• [El ejercicio] Según el texto sobre la oración, ¿cómo define la oración Santo Tomas de Aquino?

El hombre lleva en sí una sed de infinito, una nostalgia de eternidad, una búsqueda de belleza, un deseo de amor, una necesidad de luz y de verdad, que lo impulsan hacia el absoluto; el hombre lleva en sí el deseo de Dios. El hombre sabe, en cualquier modo, de poder dirigirse a Dios, sabe que puede rezarle. Santo Tomas de Aquino, uno de los más grandes teólogos de la historia, define la oración “expresión del deseo que el hombre tiene de Dios”. Esta atracción hacia Dios, que Dios mismo ha puesto en el hombre, es el alma de la oración, que se reviste luego de tantas formas y modalidades según la historia, el tiempo, el momento la gracia e incluso  el pecado de cada orante. La historia del hombre ha conocido, en efecto, diversas formas de oración, porque él ha desarrollado diversas modalidades de apertura hacia el otro y hacia el más allá, tanto que podamos reconocer la oración como una experiencia presente en cada religión y en cada cultura.

• [Registros proporcionados]
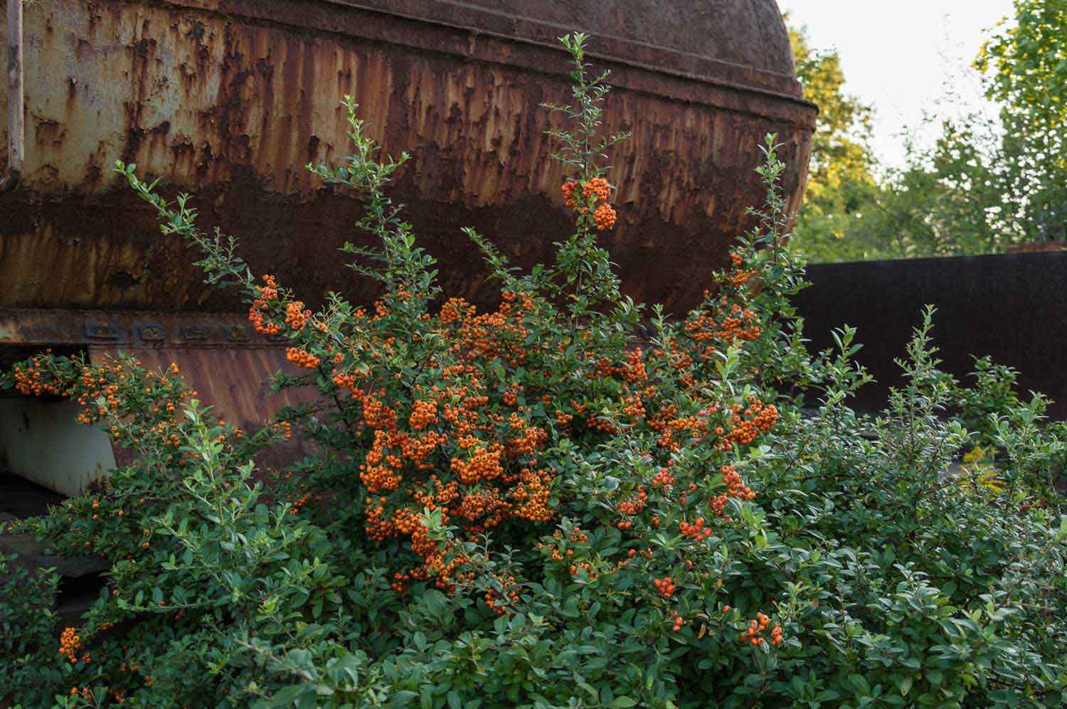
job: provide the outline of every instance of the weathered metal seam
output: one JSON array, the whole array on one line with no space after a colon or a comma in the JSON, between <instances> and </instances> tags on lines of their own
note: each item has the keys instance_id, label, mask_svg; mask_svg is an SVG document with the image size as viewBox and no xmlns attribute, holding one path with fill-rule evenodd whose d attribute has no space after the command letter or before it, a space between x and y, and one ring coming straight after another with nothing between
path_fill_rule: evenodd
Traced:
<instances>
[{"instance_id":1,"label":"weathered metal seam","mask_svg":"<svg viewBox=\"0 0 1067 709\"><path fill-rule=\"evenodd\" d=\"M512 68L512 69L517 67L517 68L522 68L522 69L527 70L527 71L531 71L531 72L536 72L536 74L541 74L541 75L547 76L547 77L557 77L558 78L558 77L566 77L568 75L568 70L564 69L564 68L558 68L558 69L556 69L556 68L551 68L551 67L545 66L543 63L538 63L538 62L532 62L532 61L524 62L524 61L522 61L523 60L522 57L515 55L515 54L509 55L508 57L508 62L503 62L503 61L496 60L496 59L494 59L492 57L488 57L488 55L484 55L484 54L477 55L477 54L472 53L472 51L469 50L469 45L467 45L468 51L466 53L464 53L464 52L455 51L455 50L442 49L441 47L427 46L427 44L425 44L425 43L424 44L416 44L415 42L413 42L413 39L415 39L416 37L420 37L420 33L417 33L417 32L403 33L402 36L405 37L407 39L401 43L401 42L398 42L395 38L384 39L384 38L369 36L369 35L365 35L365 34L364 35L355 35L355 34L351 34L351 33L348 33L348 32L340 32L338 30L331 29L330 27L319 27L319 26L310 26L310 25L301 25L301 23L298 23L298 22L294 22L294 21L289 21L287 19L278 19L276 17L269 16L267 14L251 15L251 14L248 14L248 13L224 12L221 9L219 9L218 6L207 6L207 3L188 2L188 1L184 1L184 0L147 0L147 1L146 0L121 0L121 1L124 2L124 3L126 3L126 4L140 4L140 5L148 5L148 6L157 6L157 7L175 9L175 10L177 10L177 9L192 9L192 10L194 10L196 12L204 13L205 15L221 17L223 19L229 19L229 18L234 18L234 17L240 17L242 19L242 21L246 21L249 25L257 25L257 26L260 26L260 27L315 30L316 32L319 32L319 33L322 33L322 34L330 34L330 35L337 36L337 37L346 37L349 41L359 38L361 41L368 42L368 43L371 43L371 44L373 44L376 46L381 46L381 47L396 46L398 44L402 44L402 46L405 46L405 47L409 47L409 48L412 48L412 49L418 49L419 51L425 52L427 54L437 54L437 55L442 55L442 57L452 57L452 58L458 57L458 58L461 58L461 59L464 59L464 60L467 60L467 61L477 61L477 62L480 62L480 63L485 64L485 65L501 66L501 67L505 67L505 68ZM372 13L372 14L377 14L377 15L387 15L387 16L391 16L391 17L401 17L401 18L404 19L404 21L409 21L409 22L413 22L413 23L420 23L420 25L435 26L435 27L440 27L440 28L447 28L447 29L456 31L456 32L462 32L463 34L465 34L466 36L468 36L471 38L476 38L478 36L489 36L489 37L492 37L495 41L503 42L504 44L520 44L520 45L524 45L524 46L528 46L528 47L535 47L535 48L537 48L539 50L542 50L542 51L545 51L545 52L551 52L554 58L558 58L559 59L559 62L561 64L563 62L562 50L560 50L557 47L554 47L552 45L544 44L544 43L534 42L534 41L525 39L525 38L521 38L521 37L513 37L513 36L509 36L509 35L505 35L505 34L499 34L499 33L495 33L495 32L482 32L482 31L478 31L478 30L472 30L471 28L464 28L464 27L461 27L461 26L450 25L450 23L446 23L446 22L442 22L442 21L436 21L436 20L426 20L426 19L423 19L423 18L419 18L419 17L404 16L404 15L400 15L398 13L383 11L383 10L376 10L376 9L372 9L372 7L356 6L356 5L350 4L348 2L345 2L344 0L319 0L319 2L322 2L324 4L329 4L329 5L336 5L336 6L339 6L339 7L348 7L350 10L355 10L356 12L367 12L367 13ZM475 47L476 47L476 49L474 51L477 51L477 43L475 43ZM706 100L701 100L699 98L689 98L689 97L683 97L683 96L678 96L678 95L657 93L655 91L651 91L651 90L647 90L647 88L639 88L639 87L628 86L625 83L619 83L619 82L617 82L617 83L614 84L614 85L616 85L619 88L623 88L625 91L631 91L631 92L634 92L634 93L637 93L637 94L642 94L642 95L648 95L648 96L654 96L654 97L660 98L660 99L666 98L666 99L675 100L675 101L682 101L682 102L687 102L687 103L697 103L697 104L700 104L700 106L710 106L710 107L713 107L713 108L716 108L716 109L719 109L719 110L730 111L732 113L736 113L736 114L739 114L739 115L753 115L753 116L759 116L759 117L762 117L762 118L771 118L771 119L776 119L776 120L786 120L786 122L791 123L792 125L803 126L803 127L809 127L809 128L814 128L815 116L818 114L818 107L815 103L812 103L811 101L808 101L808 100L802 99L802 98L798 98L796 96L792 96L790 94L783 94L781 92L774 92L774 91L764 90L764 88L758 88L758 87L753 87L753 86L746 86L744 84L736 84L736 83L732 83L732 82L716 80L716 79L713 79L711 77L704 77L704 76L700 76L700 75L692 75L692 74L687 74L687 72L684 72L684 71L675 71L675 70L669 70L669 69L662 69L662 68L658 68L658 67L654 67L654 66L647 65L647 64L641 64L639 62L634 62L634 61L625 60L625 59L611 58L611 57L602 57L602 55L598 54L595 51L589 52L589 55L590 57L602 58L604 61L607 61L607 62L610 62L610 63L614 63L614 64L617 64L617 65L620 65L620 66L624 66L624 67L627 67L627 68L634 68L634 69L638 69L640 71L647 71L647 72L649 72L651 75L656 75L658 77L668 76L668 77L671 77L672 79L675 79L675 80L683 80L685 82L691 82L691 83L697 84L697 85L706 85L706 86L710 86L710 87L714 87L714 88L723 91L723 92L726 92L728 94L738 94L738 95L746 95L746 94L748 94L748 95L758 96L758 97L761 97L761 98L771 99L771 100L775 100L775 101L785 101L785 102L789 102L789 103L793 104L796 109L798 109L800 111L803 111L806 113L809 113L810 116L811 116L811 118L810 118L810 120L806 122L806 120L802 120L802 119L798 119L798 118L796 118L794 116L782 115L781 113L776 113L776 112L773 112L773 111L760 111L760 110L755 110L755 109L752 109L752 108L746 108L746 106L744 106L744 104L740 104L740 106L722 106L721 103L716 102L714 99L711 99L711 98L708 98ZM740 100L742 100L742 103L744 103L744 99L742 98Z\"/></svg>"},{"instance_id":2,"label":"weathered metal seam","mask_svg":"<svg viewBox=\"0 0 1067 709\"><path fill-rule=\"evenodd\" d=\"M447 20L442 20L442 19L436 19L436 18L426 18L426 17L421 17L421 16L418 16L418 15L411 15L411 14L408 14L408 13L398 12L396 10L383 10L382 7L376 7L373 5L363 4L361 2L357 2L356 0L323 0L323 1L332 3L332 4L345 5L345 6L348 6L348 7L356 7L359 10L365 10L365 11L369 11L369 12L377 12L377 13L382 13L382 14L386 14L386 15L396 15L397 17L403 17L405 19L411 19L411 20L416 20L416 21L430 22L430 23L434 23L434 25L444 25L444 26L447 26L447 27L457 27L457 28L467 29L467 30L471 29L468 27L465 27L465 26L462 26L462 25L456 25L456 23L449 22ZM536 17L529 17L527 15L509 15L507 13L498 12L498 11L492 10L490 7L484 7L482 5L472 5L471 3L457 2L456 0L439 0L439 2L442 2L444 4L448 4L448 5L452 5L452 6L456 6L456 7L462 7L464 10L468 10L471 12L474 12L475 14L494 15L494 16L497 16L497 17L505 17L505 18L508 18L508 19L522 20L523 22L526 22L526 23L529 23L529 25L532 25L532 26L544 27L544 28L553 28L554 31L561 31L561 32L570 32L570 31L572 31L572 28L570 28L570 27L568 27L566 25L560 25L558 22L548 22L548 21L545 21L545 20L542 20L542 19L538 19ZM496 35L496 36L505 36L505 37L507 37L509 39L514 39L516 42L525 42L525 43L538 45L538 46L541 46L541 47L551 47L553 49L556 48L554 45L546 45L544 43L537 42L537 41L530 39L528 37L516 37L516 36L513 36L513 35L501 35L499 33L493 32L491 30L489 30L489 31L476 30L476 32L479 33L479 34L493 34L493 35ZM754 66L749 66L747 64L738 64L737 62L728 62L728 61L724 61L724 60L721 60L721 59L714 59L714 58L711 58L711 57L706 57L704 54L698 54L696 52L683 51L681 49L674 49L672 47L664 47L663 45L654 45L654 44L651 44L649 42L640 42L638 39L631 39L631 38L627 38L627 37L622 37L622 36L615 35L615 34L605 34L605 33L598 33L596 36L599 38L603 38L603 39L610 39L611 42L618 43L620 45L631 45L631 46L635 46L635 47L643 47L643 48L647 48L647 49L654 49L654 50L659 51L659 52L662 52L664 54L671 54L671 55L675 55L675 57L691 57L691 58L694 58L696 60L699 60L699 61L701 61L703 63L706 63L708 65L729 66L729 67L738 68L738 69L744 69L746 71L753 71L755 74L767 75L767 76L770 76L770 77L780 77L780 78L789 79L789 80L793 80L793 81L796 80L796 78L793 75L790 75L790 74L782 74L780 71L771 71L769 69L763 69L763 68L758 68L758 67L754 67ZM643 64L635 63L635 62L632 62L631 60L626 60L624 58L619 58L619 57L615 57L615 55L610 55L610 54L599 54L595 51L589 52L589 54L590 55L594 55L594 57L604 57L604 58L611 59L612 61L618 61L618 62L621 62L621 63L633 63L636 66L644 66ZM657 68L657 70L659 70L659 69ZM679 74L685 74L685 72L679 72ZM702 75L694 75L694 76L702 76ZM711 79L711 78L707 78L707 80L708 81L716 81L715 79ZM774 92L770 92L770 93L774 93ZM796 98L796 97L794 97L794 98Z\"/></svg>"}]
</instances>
...
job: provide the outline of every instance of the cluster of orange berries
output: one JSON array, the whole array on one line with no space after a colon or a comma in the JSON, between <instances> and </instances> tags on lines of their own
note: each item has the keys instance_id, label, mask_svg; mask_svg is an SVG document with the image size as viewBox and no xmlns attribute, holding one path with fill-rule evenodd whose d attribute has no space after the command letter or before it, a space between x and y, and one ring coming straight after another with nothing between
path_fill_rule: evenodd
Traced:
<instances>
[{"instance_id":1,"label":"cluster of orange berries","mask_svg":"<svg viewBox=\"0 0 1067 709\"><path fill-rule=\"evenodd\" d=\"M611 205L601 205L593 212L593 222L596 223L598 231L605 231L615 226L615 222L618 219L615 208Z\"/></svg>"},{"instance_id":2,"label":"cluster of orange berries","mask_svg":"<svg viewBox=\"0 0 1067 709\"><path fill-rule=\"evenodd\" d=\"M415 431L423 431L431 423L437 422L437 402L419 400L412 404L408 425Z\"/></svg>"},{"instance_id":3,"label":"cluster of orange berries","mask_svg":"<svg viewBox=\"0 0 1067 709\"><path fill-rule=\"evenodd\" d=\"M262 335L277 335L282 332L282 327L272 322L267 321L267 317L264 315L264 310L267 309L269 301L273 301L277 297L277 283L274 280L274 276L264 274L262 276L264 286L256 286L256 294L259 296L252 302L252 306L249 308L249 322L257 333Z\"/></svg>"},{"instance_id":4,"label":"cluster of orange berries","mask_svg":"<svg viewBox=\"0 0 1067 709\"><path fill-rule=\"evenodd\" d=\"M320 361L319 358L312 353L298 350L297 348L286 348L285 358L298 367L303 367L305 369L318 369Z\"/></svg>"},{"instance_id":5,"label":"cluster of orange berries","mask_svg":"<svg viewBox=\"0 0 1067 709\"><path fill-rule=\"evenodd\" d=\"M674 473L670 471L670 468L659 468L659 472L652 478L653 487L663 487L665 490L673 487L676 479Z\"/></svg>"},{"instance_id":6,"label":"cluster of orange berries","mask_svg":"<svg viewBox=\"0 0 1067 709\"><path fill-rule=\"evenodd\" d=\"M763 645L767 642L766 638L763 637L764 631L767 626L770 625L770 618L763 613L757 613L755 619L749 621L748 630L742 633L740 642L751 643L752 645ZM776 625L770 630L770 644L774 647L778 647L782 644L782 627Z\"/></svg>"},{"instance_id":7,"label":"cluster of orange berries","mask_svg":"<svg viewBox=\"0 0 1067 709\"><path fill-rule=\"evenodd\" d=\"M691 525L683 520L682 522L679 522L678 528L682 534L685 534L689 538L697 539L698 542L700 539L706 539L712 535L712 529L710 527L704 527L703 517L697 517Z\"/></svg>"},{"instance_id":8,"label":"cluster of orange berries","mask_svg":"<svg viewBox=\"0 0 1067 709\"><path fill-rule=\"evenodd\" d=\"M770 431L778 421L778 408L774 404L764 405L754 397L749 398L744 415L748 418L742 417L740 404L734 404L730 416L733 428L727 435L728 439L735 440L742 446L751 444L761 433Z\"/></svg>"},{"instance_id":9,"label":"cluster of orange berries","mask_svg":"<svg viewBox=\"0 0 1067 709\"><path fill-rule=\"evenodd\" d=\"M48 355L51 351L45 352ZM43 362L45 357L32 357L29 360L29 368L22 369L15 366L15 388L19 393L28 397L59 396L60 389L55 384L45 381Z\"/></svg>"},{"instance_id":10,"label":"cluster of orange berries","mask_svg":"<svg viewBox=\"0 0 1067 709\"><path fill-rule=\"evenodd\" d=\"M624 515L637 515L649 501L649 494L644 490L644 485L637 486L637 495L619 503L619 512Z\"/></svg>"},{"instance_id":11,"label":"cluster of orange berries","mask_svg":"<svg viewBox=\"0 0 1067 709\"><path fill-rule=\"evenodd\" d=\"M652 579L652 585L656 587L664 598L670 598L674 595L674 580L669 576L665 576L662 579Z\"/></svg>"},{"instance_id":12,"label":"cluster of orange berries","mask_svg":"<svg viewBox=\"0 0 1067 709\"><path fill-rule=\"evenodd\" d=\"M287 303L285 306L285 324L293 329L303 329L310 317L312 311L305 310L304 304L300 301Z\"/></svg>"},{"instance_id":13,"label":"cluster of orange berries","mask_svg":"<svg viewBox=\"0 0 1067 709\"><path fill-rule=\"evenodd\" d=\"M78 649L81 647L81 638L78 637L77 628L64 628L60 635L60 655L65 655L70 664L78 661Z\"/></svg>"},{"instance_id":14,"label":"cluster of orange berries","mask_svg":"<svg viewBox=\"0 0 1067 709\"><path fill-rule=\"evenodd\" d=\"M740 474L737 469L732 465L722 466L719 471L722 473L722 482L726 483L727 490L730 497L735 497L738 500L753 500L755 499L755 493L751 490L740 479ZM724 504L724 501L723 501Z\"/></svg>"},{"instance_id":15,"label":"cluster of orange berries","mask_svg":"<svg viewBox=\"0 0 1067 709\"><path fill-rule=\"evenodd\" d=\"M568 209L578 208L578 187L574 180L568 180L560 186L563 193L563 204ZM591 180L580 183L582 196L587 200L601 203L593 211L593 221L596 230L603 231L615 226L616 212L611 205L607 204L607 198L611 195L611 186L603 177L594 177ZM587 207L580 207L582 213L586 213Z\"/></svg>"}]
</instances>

• [Resultado] Como la "expresión del deseo que el hombre tiene de Dios".